PROBLEM TO WORK ON :: Reproduce the listing below without any change.

INFORMATION ::

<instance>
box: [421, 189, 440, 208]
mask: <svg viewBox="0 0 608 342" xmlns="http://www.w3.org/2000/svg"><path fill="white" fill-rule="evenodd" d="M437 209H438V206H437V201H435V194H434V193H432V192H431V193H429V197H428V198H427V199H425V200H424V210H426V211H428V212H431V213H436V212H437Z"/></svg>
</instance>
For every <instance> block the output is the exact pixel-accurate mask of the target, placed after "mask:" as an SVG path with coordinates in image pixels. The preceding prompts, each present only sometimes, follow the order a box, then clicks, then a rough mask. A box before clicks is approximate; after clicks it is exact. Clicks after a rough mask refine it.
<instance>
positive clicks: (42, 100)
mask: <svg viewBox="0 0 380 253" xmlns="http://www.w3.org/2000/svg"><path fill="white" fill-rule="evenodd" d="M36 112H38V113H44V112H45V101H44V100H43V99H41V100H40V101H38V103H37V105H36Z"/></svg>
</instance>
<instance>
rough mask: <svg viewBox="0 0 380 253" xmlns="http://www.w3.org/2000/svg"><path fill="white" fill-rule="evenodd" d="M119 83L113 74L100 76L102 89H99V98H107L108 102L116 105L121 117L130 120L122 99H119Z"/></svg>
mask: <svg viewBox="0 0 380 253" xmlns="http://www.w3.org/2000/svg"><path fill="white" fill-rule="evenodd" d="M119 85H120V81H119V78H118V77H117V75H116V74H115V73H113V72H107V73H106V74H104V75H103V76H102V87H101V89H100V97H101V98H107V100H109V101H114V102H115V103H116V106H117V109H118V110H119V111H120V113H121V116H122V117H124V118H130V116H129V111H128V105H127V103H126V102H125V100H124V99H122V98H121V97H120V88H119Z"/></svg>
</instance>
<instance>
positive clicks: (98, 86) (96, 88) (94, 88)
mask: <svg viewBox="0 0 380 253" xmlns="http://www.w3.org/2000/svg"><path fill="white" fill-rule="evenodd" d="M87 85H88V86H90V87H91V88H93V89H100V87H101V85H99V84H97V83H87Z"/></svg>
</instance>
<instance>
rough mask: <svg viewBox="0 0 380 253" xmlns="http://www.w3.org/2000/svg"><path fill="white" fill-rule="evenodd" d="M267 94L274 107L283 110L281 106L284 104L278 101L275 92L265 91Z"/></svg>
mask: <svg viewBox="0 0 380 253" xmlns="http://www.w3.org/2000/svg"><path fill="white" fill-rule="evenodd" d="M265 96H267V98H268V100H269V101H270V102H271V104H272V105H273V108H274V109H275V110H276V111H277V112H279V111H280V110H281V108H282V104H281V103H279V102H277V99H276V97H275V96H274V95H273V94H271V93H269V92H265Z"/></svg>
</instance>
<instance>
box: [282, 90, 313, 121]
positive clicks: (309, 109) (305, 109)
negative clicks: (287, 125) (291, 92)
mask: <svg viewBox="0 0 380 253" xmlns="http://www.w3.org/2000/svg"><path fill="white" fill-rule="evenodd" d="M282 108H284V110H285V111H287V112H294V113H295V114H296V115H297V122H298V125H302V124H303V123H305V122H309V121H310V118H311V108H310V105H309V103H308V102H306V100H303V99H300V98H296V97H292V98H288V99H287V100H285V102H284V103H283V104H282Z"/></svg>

RESPONSE TO THIS EXERCISE ::
<instance>
box: [421, 189, 440, 208]
mask: <svg viewBox="0 0 608 342" xmlns="http://www.w3.org/2000/svg"><path fill="white" fill-rule="evenodd" d="M437 209H438V206H437V201H435V194H434V193H432V192H431V193H429V197H428V198H427V199H425V200H424V210H426V211H428V212H431V213H436V212H437Z"/></svg>
</instance>
For every <instance> block the output is the exact pixel-accurate mask of the target, placed after "mask:" as an SVG path with coordinates in image pixels. The preceding prompts, each present only sometimes, follow the order a box, then clicks, then a rough mask. A box before clicks is approximate; after clicks it is exact. Clicks after a rough mask refine it.
<instance>
positive clicks: (42, 100)
mask: <svg viewBox="0 0 380 253" xmlns="http://www.w3.org/2000/svg"><path fill="white" fill-rule="evenodd" d="M36 112H38V113H44V112H45V101H44V100H43V99H41V100H40V101H38V103H37V105H36Z"/></svg>
</instance>
<instance>
rough mask: <svg viewBox="0 0 380 253" xmlns="http://www.w3.org/2000/svg"><path fill="white" fill-rule="evenodd" d="M119 83L113 74L100 76L102 89H99V98H107L108 102L116 105L121 117L130 120L122 99H119Z"/></svg>
mask: <svg viewBox="0 0 380 253" xmlns="http://www.w3.org/2000/svg"><path fill="white" fill-rule="evenodd" d="M119 85H120V81H119V78H118V77H117V75H116V74H115V73H113V72H107V73H106V74H104V75H103V76H102V87H101V89H100V97H101V98H107V100H109V101H114V102H115V103H116V106H117V109H118V110H119V111H120V113H121V116H122V117H124V118H130V116H129V111H128V105H127V103H126V102H125V100H124V99H122V98H121V97H120V88H119Z"/></svg>
</instance>
<instance>
positive clicks: (98, 86) (96, 88) (94, 88)
mask: <svg viewBox="0 0 380 253" xmlns="http://www.w3.org/2000/svg"><path fill="white" fill-rule="evenodd" d="M87 85H88V86H90V87H91V88H93V89H100V87H101V85H99V84H97V83H87Z"/></svg>
</instance>
<instance>
rough mask: <svg viewBox="0 0 380 253" xmlns="http://www.w3.org/2000/svg"><path fill="white" fill-rule="evenodd" d="M267 94L274 107L283 110L281 106L284 104L278 101L275 92L265 91Z"/></svg>
mask: <svg viewBox="0 0 380 253" xmlns="http://www.w3.org/2000/svg"><path fill="white" fill-rule="evenodd" d="M265 96H267V98H268V100H269V101H270V102H271V104H272V105H273V108H274V109H275V110H276V111H277V112H279V111H280V110H281V108H282V104H281V103H279V102H277V99H276V97H275V96H274V95H273V94H271V93H269V92H265Z"/></svg>
</instance>
<instance>
box: [282, 90, 313, 121]
positive clicks: (309, 109) (305, 109)
negative clicks: (287, 125) (291, 92)
mask: <svg viewBox="0 0 380 253" xmlns="http://www.w3.org/2000/svg"><path fill="white" fill-rule="evenodd" d="M282 108H284V110H285V111H287V112H294V113H295V114H296V115H297V122H298V125H302V124H303V123H305V122H309V121H310V118H311V108H310V105H309V103H308V102H306V100H303V99H300V98H296V97H292V98H288V99H287V100H285V102H284V103H283V104H282Z"/></svg>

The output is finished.